#### DATASET EXCERPTS:
::::::::
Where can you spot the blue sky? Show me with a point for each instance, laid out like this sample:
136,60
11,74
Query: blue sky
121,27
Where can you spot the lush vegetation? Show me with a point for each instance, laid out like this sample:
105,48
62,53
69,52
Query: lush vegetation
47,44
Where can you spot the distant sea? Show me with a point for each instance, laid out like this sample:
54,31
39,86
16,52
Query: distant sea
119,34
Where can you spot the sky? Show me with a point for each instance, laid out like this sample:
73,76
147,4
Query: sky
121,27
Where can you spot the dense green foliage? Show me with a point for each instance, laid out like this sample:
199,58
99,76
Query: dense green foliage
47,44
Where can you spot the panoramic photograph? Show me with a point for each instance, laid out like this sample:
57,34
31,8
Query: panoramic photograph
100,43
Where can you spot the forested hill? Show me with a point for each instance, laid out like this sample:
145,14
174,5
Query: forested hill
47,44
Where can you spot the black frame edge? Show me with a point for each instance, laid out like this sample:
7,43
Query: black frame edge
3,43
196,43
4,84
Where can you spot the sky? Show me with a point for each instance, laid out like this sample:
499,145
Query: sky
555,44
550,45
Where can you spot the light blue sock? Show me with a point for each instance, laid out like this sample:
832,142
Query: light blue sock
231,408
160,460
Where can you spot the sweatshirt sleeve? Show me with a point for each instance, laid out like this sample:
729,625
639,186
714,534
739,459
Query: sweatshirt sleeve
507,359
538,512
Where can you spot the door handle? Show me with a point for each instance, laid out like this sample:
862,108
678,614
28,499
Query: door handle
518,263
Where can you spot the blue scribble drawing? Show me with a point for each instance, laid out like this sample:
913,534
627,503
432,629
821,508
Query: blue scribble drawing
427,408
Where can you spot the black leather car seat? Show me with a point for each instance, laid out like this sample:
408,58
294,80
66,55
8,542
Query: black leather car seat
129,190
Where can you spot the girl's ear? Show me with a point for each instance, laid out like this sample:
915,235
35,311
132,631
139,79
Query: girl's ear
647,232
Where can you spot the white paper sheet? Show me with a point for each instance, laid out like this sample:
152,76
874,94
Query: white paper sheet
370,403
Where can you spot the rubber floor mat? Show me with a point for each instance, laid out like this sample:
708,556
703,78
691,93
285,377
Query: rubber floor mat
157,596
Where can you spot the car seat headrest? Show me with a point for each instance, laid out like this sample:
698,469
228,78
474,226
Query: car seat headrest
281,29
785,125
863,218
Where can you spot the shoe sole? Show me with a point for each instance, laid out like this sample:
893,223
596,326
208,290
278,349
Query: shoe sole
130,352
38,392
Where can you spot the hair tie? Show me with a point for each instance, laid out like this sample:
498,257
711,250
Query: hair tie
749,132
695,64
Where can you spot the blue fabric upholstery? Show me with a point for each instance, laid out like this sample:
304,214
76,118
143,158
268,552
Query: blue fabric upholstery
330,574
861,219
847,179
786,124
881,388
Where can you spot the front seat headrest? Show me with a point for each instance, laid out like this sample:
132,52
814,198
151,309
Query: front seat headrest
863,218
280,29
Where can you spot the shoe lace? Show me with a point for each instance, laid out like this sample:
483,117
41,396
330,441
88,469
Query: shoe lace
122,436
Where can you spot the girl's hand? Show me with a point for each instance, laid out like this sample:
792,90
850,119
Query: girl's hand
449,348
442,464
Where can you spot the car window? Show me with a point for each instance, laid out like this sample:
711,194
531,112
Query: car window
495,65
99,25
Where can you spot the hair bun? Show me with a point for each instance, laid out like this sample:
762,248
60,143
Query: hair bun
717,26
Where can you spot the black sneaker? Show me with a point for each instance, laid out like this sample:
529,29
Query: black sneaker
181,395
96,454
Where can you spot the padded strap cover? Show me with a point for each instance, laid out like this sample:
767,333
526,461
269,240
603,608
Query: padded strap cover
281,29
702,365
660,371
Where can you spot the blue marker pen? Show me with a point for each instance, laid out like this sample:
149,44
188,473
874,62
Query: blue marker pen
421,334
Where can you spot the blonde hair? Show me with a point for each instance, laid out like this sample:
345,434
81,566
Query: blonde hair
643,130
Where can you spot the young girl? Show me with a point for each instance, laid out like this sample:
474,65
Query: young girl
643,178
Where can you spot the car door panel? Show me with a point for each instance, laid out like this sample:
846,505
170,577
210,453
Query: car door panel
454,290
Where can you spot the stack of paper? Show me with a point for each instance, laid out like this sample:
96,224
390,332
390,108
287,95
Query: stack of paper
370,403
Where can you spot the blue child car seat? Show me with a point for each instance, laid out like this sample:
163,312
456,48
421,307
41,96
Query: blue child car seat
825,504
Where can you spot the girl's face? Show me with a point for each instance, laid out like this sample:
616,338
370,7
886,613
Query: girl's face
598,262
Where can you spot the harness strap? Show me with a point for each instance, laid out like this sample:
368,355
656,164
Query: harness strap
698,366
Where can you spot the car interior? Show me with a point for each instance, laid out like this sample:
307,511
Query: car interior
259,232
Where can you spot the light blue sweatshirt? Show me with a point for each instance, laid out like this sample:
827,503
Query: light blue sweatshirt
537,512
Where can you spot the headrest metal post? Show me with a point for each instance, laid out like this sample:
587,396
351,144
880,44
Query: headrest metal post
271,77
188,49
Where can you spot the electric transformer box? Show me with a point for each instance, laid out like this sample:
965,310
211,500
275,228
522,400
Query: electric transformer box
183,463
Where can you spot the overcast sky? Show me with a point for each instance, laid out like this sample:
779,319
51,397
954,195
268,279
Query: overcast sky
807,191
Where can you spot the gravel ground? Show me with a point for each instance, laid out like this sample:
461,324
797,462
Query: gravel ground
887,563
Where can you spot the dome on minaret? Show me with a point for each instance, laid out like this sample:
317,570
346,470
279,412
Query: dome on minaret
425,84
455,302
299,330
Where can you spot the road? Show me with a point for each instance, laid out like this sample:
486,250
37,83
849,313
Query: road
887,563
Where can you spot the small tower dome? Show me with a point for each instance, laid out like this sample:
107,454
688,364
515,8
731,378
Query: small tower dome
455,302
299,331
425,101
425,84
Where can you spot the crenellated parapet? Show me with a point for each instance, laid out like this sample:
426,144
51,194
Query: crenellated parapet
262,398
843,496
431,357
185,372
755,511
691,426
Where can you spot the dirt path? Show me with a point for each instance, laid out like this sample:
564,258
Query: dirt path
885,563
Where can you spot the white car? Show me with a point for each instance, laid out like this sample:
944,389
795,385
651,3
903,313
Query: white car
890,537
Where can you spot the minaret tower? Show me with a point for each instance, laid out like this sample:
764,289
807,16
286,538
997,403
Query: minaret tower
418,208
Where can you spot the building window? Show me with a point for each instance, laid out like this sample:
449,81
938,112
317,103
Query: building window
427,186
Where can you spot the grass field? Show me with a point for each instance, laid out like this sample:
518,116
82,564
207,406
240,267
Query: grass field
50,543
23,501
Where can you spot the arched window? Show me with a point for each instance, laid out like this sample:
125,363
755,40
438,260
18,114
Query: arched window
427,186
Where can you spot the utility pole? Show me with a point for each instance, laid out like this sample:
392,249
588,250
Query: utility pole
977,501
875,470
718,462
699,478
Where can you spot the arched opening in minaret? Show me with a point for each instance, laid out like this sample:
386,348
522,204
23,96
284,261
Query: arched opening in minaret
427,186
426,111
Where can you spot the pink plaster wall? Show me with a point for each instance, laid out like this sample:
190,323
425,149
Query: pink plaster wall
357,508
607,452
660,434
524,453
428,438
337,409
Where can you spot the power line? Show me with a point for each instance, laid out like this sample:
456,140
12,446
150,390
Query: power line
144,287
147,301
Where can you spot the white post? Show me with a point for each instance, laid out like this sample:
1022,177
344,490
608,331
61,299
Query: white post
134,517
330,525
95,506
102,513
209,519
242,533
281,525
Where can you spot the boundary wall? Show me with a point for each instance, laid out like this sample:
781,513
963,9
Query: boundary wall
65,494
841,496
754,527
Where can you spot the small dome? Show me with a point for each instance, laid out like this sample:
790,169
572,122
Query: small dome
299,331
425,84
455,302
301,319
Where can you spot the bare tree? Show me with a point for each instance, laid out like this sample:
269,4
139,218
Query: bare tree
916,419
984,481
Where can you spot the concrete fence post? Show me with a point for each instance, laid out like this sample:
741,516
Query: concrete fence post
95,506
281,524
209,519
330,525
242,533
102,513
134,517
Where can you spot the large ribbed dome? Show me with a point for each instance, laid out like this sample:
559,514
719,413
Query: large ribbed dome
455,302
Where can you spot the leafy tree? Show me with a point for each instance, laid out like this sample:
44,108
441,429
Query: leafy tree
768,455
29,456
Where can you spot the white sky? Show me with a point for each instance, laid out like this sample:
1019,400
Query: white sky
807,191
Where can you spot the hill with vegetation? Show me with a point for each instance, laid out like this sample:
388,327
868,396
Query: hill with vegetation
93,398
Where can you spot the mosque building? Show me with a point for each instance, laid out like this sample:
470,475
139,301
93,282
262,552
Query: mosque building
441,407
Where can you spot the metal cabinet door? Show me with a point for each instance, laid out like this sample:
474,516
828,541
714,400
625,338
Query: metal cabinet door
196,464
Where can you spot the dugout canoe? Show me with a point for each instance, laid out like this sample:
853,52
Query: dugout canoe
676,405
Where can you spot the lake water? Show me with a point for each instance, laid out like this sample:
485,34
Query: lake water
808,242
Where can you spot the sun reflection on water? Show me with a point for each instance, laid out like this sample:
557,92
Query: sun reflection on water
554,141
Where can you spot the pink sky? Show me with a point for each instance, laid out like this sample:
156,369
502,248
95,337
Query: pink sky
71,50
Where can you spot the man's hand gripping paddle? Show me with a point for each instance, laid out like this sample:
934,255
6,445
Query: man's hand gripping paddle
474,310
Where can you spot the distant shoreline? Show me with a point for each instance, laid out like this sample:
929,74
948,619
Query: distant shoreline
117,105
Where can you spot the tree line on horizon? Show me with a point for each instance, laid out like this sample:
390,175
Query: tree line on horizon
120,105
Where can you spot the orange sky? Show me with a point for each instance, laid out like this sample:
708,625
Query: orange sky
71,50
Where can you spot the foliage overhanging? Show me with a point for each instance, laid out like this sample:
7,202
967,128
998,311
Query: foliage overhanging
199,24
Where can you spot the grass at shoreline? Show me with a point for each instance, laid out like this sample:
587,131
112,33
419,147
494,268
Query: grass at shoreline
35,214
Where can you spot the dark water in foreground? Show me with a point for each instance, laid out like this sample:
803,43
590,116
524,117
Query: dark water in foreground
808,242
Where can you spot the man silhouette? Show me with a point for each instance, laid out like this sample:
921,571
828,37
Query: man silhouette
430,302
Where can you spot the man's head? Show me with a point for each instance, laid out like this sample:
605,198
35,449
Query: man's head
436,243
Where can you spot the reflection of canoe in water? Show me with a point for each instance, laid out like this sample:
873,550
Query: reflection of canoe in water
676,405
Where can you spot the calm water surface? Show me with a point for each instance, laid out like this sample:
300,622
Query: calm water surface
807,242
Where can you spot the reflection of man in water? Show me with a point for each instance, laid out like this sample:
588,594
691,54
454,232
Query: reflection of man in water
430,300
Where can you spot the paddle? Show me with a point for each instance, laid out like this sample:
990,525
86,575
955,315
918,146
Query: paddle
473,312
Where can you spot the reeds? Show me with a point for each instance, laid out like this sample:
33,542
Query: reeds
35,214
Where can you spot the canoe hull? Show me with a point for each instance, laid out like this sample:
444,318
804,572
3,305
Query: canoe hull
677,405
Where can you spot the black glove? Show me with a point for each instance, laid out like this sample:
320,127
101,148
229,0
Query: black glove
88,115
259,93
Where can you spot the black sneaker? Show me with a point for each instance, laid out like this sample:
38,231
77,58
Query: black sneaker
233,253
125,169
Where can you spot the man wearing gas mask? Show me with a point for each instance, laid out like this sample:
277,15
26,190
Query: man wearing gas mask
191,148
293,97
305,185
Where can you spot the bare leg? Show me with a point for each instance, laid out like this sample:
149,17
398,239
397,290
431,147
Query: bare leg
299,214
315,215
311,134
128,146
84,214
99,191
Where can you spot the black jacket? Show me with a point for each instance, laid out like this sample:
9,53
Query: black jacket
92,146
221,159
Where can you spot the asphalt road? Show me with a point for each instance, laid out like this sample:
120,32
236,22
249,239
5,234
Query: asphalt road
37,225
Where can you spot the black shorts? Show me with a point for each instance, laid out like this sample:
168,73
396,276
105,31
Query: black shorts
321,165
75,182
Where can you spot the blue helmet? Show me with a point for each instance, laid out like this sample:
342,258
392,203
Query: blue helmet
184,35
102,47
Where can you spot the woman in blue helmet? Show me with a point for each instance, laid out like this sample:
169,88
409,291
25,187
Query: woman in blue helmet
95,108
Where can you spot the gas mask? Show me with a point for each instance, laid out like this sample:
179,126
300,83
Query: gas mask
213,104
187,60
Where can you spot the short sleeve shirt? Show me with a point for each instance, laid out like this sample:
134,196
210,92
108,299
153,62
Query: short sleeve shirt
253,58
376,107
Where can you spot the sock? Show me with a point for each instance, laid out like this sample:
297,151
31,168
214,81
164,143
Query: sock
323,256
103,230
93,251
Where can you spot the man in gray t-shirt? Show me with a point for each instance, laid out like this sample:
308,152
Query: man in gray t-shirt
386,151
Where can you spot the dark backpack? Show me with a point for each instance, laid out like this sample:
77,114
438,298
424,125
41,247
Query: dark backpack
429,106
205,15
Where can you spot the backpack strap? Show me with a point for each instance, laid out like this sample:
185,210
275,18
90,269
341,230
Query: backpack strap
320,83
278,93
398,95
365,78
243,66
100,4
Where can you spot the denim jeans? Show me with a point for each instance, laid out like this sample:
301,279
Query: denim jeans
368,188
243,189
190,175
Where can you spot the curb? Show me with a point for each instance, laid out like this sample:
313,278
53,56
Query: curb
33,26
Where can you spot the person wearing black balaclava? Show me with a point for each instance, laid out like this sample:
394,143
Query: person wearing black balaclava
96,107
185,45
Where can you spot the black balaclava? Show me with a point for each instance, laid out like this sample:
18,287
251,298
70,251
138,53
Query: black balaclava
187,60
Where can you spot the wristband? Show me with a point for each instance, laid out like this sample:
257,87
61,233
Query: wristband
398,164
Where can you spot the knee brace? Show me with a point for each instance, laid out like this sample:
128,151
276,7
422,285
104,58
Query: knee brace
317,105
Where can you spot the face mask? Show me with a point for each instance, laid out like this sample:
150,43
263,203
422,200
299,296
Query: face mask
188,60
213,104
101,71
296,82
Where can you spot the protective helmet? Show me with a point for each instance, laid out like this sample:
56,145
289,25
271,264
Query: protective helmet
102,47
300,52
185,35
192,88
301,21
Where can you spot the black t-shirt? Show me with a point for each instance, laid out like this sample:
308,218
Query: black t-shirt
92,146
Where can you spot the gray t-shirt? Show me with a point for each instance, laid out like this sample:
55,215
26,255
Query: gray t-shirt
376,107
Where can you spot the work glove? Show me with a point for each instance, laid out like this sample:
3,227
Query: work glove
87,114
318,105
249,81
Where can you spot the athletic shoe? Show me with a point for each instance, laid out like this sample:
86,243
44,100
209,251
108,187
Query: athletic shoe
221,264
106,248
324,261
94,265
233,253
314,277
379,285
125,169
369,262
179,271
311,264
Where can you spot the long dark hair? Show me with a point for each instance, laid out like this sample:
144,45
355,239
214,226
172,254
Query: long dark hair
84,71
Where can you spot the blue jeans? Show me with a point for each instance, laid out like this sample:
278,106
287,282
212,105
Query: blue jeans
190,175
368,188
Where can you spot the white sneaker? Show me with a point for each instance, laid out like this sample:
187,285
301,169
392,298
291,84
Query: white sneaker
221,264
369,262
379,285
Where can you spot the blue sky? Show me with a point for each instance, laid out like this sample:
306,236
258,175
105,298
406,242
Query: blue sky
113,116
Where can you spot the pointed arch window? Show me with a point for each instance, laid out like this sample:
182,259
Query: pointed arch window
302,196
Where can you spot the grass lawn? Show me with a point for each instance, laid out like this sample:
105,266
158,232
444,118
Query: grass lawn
::::::::
#### WRITTEN REQUEST:
Locate the line that contains "Where can you spot the long". Repeat it and every line after it, up to and including the final line, exactly.

#### IN RESPONSE:
Where can you spot the long dark hair? Show me with a point for each instance, laid out like this sample:
144,45
355,239
214,226
172,254
Query: long dark hair
84,71
Where can you spot the blue jeans? Show me with a point for each instance, laid out like this sample:
278,106
287,282
212,105
Query: blue jeans
190,175
368,188
Where can you spot the white sneaker? Show me with a point for each instance, laid out like this sample:
187,285
301,169
392,298
291,84
Query: white sneaker
221,264
369,262
379,285
Where can you spot the blue sky? Show me with a point for each instance, laid out like this sample:
306,236
258,175
105,298
406,242
Query: blue sky
113,116
Where can you spot the pointed arch window? Show me with a point for each instance, laid out like this sample:
182,259
Query: pointed arch window
302,196
Where can you spot the grass lawn? Show me with a point for each instance, laid out like this sample:
105,266
158,232
444,118
Query: grass lawn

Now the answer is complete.